- Goal of the exercise: Carry on the excerpt about moving search ranking out of OpenSearch and into the application layer, picking up after its last sentence.

- Selected excerpt:
Unit Testing the Ranker
// HARDENED: Application-layer ranking is fully unit-testable
// No OpenSearch instance required
@Test
void preferredVersionBoostedAboveOtherVersions() {
var prefs = new UserPreferences("v3.0",
Map.of("guide", 1.0, "api-ref", 0.8));
var v3Doc = new Candidate(docWithVersion("v3.0", 100), 10.0);
var v2Doc = new Candidate(docWithVersion("v2.0", 100), 10.0);
var context = new SearchContext("tenant-1", "user-1",
"authentication", 10);
var results = ranker.rerank(List.of(v3Doc, v2Doc), context);
assertTrue(results.get(0).doc().version().equals("v3.0"),
"v3.0 doc should rank higher due to version preference");
}
The Measurement
Query complexity and testability comparison:
| Aspect | All-in-OpenSearch | Two-Phase |
|---|---|---|
| Query DSL complexity | 200 lines | 15 lines |
| Scoring signals | Limited to indexed fields | Any data source |
| Unit testable | No (requires cluster) | Yes |
| Deploy scoring changes | Index template update | Application deploy |
| Personalization | Painful (script per user) | Native (user context) |
| Latency (p50) | 35ms (1 phase) | 28ms (retrieval) + 2ms (rerank) = 30ms |
The Decision Rule
Move ranking logic from OpenSearch to the application layer when the scoring depends on user context (preferences, history, session), A/B test variants, or signals from external services (feature store, recommendation engine).

- Information:

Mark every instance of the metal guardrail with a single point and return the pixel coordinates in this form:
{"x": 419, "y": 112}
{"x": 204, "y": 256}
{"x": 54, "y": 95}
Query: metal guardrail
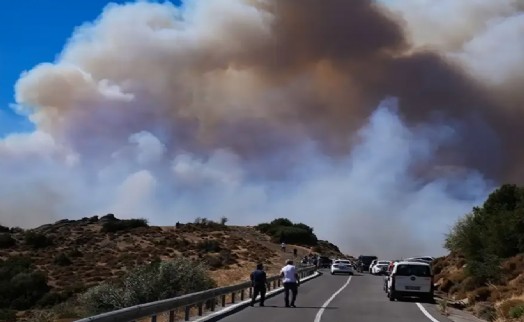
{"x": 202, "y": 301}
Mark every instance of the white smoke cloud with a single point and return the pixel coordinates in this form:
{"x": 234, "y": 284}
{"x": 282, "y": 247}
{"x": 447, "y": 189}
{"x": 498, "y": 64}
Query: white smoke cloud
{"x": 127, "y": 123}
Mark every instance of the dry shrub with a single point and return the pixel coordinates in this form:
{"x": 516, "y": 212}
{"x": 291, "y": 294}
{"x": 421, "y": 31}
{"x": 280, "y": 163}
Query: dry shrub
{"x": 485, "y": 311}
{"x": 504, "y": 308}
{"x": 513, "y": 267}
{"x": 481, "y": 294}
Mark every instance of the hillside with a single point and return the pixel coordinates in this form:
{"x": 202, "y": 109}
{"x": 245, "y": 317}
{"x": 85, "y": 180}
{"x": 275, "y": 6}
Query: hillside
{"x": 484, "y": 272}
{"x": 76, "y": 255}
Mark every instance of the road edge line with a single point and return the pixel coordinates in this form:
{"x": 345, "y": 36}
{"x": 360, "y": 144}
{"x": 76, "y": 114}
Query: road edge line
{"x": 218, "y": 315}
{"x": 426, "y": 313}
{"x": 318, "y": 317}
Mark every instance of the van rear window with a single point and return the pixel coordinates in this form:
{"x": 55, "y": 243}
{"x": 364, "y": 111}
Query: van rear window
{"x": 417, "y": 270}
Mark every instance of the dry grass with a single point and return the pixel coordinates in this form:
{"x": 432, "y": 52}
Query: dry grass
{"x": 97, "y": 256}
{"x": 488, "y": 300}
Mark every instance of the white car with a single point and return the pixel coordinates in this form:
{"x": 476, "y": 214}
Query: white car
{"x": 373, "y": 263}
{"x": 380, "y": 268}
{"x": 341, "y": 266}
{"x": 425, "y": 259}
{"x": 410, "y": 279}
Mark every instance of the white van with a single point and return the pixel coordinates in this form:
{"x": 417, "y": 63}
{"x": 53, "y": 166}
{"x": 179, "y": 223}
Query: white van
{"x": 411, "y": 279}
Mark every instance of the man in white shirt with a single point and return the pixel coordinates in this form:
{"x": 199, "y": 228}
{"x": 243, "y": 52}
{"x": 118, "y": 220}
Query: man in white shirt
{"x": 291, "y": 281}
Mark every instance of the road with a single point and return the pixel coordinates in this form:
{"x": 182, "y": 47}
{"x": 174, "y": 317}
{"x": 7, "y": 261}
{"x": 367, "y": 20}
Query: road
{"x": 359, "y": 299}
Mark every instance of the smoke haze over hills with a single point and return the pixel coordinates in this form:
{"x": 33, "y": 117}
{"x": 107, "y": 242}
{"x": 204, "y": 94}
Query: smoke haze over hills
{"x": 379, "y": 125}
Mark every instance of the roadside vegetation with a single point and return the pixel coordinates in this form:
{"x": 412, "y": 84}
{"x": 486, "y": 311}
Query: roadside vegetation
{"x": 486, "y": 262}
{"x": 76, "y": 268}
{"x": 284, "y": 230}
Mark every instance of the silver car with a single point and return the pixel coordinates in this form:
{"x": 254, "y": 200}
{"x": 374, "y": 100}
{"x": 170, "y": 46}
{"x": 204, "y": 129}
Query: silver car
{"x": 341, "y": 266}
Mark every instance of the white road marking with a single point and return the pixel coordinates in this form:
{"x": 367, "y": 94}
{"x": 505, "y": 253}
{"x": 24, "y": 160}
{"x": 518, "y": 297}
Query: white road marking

* * *

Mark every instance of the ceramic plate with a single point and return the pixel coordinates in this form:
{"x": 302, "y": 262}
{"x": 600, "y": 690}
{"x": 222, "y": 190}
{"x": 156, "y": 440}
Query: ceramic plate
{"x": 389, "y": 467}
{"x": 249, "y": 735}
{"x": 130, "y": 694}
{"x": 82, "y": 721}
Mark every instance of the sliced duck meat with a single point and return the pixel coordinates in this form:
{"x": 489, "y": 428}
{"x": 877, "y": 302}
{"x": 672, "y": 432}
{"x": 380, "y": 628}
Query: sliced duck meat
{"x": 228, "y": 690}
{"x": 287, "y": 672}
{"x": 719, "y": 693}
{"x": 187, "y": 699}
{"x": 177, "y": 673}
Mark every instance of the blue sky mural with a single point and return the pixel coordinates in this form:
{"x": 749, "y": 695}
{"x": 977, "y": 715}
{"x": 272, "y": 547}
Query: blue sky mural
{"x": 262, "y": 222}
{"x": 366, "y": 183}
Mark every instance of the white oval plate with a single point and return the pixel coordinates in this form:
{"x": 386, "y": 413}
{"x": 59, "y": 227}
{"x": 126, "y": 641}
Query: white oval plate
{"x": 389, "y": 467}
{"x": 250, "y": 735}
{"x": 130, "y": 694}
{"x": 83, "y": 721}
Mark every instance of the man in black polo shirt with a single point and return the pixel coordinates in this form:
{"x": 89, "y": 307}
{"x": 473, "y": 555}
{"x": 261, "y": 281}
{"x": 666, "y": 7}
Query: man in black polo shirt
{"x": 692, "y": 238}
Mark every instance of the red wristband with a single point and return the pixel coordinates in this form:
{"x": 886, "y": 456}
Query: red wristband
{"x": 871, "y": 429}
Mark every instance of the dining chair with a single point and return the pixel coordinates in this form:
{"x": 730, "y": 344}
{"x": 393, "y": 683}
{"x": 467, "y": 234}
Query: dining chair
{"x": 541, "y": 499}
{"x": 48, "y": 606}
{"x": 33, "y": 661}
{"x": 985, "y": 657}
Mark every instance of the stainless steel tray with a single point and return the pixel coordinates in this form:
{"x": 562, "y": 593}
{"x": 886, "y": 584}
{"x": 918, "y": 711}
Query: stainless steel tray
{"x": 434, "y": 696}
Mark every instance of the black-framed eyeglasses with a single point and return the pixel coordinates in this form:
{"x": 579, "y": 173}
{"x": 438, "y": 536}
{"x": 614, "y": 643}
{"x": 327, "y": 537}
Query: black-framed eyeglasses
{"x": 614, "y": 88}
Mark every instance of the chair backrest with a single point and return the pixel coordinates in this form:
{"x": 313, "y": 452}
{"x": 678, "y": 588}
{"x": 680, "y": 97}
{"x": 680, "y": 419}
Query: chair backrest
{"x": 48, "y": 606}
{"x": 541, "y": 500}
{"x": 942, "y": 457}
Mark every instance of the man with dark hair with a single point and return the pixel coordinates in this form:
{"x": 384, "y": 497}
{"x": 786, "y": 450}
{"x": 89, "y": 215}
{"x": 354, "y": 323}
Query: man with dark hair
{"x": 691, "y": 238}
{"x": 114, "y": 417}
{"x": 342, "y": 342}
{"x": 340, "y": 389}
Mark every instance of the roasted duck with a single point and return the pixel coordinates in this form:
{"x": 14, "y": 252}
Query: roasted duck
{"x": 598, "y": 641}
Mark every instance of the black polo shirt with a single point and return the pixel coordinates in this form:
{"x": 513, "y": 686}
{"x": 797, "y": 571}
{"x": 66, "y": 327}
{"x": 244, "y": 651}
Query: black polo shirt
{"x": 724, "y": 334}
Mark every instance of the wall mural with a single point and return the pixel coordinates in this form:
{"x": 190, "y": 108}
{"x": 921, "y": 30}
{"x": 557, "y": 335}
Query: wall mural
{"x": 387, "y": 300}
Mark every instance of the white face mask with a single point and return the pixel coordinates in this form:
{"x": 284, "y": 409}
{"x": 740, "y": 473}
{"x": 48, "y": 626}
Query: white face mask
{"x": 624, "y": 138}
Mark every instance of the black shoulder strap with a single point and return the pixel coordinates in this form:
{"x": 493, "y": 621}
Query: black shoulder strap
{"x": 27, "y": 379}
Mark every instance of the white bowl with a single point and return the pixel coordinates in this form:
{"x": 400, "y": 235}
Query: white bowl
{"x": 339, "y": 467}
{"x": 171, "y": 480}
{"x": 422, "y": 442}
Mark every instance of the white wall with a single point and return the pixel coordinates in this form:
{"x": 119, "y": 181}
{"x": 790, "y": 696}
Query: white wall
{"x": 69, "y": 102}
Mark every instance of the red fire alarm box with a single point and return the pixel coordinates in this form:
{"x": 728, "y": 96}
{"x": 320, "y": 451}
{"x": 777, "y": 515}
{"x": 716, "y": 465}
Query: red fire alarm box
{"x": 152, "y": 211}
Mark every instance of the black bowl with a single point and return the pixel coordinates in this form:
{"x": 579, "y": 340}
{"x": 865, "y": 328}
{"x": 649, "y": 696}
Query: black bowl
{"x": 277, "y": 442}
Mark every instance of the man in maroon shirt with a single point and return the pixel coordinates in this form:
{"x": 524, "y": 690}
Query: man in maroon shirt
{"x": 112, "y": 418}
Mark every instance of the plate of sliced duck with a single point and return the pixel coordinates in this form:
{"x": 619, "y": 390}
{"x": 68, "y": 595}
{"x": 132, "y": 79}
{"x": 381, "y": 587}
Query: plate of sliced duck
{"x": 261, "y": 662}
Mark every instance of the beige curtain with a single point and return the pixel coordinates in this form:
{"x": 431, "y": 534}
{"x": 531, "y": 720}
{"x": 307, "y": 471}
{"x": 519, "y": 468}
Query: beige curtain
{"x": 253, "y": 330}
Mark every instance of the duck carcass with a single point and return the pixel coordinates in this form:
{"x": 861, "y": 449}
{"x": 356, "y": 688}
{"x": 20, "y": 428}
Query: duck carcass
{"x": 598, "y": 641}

- Result:
Keep the OpenSearch query simple: BM25 text matching plus filters. The inverted index is optimized for text matching. Business logic scoring in Painless scripts fights against this optimization.
Retrieve 10-20x more candidates than the final result page size. A candidate pool of 200 for a page size of 10 provides sufficient diversity for the reranker to reorder without missing relevant documents.